Source data:
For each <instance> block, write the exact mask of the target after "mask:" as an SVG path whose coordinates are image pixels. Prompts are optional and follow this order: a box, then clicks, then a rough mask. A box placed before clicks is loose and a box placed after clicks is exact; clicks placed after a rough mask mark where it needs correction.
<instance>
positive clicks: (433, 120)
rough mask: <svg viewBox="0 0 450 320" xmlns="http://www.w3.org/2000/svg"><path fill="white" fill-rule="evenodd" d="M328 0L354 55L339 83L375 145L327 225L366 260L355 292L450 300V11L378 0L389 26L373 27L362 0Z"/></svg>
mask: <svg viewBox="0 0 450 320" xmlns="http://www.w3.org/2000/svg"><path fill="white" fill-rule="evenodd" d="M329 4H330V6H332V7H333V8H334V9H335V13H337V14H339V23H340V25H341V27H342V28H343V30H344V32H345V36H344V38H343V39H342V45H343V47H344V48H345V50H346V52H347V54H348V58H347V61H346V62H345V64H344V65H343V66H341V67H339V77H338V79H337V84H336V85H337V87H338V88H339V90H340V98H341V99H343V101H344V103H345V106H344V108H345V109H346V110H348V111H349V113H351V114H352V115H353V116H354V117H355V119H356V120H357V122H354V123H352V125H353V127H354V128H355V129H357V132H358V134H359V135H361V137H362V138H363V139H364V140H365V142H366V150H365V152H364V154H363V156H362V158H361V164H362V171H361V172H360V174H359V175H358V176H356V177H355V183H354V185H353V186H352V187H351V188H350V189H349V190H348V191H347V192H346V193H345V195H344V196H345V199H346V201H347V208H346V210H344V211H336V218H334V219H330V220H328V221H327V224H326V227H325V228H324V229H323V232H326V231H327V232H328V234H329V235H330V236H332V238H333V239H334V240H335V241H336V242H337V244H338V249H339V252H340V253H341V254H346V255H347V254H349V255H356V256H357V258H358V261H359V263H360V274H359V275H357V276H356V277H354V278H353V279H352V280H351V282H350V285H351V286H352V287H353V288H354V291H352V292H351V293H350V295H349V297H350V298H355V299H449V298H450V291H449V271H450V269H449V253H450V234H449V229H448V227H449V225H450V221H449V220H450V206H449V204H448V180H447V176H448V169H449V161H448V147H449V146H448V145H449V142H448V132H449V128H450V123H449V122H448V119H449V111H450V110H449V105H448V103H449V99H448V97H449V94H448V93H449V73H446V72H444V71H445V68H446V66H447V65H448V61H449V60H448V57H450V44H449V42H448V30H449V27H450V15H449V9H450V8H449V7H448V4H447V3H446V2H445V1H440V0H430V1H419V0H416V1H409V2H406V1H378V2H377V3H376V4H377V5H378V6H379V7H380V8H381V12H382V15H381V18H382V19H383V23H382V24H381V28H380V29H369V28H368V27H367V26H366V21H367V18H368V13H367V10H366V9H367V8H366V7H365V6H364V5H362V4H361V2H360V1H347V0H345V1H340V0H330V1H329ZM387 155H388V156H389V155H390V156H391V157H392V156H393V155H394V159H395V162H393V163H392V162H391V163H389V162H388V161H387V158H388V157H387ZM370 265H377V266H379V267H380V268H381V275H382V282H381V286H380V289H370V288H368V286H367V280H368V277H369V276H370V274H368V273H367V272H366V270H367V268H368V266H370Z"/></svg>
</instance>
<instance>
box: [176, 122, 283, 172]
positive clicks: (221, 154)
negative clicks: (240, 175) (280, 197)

EXERCISE REQUIREMENTS:
Rewrite every line of the source data above as a numbered list, leaving out any blank lines.

RESULT OF THIS TASK:
1. For each <instance> block, write the exact mask of the target after "mask:" as an SVG path whose coordinates are image pixels. Prompts are optional and follow this order: a box, then clicks, then a rough mask. A box placed before clicks is loose and a box placed after clicks is exact; clicks placed after a rough mask mark where it needs correction.
2. <instance>
3. positive clicks: (433, 120)
4. rough mask: <svg viewBox="0 0 450 320" xmlns="http://www.w3.org/2000/svg"><path fill="white" fill-rule="evenodd" d="M328 0L354 55L339 83L375 145L327 225L366 260L355 292L450 300V11L378 0L389 26L373 27L362 0Z"/></svg>
5. mask: <svg viewBox="0 0 450 320" xmlns="http://www.w3.org/2000/svg"><path fill="white" fill-rule="evenodd" d="M329 4H330V6H332V7H333V8H334V9H335V13H337V14H339V23H340V25H341V27H342V28H343V30H344V32H345V36H344V38H343V39H342V45H343V47H344V48H345V50H346V52H347V54H348V58H347V61H346V62H345V64H344V65H343V66H341V67H339V77H338V79H337V84H336V85H337V87H338V88H339V90H340V98H341V99H343V101H344V103H345V106H344V108H345V109H346V110H348V111H349V113H351V114H352V115H353V116H354V117H355V119H356V120H357V122H354V123H352V125H353V127H354V128H355V129H357V132H358V134H359V135H361V137H362V138H363V139H364V140H365V142H366V150H365V152H364V154H363V156H362V158H361V164H362V171H361V172H360V174H359V175H358V176H356V177H355V183H354V185H353V186H352V187H351V188H350V189H349V190H348V191H347V192H346V193H345V195H344V196H345V199H346V201H347V208H346V210H344V211H336V218H334V219H330V220H328V221H327V224H326V227H325V228H324V229H323V232H326V231H327V232H328V234H329V235H330V236H332V238H333V239H334V240H335V241H336V242H337V244H338V249H339V252H340V253H341V254H346V255H347V254H349V255H356V256H357V258H358V261H359V263H360V274H359V275H357V276H356V277H354V278H353V279H352V280H351V282H350V285H351V286H352V287H353V288H354V291H352V292H351V293H350V295H349V297H350V298H355V299H449V298H450V291H449V271H450V269H449V253H450V234H449V229H448V227H449V225H450V221H449V220H450V206H449V204H448V180H447V176H448V169H449V161H448V147H449V146H448V145H449V142H448V132H449V128H450V123H449V122H448V119H449V111H450V110H449V105H448V103H449V99H448V97H449V94H448V93H449V73H446V72H444V71H445V68H446V66H447V65H448V61H449V60H448V57H450V44H449V42H448V30H449V27H450V15H449V9H450V8H449V7H448V4H447V3H446V2H445V1H440V0H430V1H419V0H416V1H409V2H406V1H378V2H377V3H376V4H377V5H378V6H379V7H380V8H381V12H382V15H381V18H382V19H383V23H382V24H381V28H380V29H369V28H368V27H367V26H366V21H367V18H368V13H367V10H366V9H367V8H366V7H365V6H364V5H362V4H361V2H360V1H347V0H345V1H340V0H330V1H329ZM387 155H388V156H389V155H390V156H391V157H392V156H393V155H394V159H395V162H393V163H392V162H391V163H389V162H388V161H387V158H388V157H387ZM370 265H377V266H379V267H380V268H381V275H382V282H381V286H380V289H370V288H368V286H367V280H368V277H369V276H370V274H368V273H367V272H366V270H367V268H368V266H370Z"/></svg>
6. </instance>
7. <instance>
8. box: [176, 122, 283, 172]
9. positive clicks: (221, 154)
10. negative clicks: (240, 175) (280, 197)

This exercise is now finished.